## PROBLEM REQUIREMENTS
How many lines in the listing below contain the string "black"? Say only the number.

PROVIDED RECORDS below:

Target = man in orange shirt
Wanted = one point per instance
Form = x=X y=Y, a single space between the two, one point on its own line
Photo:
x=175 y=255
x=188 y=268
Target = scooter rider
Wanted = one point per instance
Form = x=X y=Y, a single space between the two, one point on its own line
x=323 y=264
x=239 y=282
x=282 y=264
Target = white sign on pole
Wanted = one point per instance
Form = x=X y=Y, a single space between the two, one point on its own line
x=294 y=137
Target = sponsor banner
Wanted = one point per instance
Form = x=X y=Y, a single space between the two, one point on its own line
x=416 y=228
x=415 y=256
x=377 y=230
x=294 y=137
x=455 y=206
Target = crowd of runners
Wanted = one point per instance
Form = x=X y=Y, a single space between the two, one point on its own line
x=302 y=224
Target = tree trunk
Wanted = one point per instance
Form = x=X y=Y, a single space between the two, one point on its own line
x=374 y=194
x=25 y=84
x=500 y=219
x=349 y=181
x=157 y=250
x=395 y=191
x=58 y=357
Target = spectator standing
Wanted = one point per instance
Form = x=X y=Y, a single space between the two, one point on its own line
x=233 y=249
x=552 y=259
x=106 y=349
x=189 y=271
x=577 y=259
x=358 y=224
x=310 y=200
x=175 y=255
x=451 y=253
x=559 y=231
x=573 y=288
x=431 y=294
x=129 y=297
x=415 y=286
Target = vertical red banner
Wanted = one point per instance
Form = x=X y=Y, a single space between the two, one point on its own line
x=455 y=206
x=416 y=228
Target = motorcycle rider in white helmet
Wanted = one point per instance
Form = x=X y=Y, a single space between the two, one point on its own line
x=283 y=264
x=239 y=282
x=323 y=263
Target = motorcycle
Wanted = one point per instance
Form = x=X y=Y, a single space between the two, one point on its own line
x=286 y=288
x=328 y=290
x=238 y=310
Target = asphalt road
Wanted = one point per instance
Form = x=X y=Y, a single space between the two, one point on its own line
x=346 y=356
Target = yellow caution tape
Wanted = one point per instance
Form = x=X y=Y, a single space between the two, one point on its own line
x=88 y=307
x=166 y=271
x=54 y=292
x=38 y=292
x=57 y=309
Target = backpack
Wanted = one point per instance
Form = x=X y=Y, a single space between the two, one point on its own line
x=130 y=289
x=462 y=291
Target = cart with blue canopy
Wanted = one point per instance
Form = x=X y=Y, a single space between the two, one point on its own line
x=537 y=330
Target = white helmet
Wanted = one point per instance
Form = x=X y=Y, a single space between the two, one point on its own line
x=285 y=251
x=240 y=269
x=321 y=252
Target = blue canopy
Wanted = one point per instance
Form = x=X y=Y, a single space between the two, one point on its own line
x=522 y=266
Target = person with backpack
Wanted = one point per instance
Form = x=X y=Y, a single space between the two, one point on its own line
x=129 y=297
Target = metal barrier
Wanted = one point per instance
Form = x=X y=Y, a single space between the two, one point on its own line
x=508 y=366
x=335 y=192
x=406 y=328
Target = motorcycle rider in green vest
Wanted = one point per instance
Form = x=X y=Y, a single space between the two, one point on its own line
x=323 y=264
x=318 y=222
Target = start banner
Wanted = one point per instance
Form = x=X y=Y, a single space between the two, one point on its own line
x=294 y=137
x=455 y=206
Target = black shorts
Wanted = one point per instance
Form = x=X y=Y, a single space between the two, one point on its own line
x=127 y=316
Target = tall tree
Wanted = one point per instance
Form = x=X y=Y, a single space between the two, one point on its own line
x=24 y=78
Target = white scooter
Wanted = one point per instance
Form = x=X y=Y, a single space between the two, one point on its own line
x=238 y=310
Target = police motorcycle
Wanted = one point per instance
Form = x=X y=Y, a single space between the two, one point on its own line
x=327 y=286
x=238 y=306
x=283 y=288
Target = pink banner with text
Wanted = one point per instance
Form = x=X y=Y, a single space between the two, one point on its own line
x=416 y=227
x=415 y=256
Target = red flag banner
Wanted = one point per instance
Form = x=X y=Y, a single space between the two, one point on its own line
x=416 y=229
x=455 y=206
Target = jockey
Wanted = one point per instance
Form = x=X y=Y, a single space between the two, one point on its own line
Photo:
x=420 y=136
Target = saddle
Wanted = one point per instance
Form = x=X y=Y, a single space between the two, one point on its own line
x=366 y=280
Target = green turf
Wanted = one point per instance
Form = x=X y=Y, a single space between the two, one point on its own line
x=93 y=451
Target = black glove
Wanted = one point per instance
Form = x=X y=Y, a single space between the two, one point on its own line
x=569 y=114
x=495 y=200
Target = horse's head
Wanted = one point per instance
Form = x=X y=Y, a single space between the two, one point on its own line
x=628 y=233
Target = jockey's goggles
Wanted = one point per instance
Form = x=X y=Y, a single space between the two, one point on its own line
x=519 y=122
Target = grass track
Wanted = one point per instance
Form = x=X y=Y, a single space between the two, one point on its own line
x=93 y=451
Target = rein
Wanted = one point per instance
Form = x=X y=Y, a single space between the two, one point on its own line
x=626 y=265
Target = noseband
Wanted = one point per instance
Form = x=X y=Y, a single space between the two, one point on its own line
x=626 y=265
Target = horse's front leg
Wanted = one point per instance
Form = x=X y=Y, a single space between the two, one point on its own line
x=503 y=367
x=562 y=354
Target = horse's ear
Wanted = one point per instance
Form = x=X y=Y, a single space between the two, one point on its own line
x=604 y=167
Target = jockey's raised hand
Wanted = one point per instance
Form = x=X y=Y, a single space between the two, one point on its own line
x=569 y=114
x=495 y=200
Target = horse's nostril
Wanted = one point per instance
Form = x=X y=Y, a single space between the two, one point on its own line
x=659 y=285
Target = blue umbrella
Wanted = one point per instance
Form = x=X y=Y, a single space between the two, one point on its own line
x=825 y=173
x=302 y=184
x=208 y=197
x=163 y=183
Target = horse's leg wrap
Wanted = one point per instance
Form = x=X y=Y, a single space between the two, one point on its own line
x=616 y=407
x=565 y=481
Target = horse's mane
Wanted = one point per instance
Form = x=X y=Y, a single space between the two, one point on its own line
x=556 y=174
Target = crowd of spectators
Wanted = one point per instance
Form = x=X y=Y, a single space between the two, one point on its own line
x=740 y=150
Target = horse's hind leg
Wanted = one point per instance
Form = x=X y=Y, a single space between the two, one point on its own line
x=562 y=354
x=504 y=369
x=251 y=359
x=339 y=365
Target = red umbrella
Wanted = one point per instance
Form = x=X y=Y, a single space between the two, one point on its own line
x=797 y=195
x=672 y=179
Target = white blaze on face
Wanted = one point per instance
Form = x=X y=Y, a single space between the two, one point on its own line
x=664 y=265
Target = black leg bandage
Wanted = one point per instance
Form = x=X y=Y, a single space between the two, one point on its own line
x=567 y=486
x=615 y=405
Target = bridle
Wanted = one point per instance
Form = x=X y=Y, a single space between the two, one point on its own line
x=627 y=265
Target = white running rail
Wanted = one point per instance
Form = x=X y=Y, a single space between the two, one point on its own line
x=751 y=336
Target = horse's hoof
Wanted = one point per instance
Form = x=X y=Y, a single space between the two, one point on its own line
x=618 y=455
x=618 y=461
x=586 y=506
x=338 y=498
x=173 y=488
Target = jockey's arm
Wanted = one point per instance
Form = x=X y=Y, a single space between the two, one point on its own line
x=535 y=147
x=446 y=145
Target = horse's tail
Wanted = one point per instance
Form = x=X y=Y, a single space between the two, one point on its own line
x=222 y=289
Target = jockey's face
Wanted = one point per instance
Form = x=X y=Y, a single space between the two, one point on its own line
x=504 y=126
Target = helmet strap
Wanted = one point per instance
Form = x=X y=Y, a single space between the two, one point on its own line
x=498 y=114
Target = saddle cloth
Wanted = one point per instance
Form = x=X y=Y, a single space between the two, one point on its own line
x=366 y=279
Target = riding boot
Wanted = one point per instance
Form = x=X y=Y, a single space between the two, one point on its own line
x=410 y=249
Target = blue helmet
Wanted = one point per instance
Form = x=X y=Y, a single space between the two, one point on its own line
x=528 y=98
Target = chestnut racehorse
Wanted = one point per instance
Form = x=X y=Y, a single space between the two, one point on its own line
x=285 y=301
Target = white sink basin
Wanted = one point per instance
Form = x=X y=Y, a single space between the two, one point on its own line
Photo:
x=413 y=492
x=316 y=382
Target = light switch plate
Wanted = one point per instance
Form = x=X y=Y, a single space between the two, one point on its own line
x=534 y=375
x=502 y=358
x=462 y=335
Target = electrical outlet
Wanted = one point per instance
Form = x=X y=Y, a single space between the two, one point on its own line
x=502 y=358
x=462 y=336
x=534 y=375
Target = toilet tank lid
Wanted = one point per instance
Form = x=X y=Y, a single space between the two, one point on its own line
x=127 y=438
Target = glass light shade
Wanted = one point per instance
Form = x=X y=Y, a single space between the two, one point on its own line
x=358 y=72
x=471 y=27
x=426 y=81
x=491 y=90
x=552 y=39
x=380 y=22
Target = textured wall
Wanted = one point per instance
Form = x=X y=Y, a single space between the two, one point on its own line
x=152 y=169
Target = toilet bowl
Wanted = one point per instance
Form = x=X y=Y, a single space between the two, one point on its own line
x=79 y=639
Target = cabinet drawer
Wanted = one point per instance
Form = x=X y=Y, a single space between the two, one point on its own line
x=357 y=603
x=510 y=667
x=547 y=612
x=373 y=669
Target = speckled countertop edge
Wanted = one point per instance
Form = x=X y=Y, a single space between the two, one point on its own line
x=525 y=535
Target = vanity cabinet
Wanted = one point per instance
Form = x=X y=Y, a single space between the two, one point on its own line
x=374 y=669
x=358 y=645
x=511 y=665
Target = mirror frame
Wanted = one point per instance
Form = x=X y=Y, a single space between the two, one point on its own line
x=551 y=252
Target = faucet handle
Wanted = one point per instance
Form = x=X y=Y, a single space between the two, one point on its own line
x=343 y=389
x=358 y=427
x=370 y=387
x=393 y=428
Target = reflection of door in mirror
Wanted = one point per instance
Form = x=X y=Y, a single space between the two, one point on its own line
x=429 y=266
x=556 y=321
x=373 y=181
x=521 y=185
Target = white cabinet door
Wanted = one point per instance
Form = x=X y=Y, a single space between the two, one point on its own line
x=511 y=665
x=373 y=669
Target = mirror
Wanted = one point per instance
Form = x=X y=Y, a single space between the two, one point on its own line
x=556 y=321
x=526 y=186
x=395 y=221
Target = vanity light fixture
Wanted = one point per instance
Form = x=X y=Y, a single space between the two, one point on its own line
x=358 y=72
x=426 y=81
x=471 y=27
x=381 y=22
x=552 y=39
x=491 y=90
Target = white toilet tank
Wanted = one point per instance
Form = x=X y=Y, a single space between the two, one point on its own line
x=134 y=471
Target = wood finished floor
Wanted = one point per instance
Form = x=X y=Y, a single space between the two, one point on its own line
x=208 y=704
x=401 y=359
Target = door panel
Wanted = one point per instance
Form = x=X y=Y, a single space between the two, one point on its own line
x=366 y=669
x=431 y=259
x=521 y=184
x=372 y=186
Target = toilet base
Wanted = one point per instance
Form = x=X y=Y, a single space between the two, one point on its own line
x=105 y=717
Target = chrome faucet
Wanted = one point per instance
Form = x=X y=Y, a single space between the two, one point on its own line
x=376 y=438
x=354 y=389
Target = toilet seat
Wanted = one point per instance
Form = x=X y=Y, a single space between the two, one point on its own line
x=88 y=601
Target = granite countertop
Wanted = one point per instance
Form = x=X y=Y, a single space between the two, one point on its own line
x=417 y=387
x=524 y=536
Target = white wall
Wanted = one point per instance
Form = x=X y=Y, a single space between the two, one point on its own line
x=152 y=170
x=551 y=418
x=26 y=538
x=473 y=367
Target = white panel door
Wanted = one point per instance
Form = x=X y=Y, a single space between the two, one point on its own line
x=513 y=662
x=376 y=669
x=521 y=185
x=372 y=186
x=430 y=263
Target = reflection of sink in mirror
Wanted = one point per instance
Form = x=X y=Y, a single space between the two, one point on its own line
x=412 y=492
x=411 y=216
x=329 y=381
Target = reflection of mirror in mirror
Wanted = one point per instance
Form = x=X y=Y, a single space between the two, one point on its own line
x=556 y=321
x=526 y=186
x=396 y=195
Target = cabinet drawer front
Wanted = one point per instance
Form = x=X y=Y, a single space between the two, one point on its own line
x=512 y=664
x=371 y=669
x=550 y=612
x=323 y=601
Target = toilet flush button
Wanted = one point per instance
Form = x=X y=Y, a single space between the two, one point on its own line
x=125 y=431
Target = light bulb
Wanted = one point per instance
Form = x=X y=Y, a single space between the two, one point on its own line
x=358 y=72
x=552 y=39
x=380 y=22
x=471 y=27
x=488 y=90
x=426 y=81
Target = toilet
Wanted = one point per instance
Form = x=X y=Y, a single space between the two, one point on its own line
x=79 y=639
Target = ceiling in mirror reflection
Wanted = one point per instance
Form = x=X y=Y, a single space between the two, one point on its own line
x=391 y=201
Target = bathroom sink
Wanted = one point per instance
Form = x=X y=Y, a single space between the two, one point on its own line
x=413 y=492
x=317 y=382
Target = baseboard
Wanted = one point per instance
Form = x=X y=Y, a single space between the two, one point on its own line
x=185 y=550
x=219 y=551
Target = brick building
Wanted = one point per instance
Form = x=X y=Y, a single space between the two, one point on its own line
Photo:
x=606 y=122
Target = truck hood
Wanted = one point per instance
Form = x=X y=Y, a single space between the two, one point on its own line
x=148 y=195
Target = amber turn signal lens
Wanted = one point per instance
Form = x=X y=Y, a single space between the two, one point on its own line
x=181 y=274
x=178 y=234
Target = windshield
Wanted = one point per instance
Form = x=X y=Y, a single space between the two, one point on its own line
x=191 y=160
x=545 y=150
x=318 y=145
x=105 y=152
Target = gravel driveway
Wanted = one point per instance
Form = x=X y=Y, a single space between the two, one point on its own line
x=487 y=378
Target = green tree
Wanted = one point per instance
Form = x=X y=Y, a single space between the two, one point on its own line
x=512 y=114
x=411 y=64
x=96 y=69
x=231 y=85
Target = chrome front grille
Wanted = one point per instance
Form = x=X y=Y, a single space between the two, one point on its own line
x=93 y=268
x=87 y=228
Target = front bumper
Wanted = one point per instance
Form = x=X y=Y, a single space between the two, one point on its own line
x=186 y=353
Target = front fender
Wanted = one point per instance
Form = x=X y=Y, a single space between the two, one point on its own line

End of PROVIDED RECORDS.

## WRITTEN ANSWER
3